Copy every line of the items below, including the "Guideline" and "Target" lines, and multiply each x and y coordinate in the answer lists by 2.55, rounding to whole numbers with halves rounded up. Leave the sample coordinates inside the "Guideline" lines unchanged.

----------------------------------------

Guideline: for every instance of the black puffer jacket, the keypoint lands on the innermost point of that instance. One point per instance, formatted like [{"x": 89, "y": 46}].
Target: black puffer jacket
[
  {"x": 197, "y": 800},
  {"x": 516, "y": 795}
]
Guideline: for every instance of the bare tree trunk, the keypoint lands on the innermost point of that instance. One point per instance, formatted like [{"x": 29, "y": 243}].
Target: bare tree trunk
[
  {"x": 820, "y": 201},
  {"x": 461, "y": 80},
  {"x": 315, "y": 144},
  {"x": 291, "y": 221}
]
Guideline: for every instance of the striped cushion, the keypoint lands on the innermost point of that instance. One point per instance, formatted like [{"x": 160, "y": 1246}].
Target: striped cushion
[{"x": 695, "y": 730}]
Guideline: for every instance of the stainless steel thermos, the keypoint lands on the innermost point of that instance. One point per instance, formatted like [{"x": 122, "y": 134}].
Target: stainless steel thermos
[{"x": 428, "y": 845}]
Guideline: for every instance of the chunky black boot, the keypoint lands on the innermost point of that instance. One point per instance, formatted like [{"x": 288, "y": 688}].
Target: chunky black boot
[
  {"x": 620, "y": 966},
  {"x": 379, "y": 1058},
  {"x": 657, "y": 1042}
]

----------------------------------------

Finished exercise →
Guideline: for every instance of the black puffer jacket, the keypoint lands on the innermost point of that instance. One point per instance, formatted like [{"x": 89, "y": 46}].
Target: black puffer jacket
[
  {"x": 502, "y": 2040},
  {"x": 1316, "y": 2027}
]
Guideline: for every instance of the bare tree trunk, the keypoint lands on the innermost point of that instance. One point per instance, formatted like [{"x": 29, "y": 243}].
Target: bare tree trunk
[
  {"x": 2091, "y": 513},
  {"x": 1176, "y": 204},
  {"x": 803, "y": 367},
  {"x": 742, "y": 564}
]
Guideline: for every instance of the striped cushion, the keypoint lands on the innermost point of that instance. One point per instance, formatted like [{"x": 160, "y": 1246}].
Target: striped cushion
[{"x": 1772, "y": 1862}]
Guideline: for every instance of the stainless steel thermos, the keypoint lands on the innermost point of that instance. One point per instance, formatted like [{"x": 122, "y": 134}].
Target: stainless steel thermos
[{"x": 1091, "y": 2155}]
Guideline: for every instance of the chunky black boot, the keypoint lands on the innermost point of that instance. One point per instance, formatted like [{"x": 288, "y": 688}].
Target: chunky black boot
[
  {"x": 1581, "y": 2463},
  {"x": 966, "y": 2698},
  {"x": 1675, "y": 2657}
]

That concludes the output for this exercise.